◆ **Required work**
Reproduce each line of the entries below verbatim, without any alteration.

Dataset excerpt

* BEGIN *

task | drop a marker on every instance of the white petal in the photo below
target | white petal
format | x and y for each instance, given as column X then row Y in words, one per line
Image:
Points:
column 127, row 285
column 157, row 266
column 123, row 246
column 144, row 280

* END *

◆ **Task result**
task | drop a marker on every instance of the white petal in the photo below
target | white petal
format | x and y for each instance, given as column X then row Y in words, one per line
Image:
Points:
column 127, row 285
column 157, row 266
column 123, row 246
column 144, row 280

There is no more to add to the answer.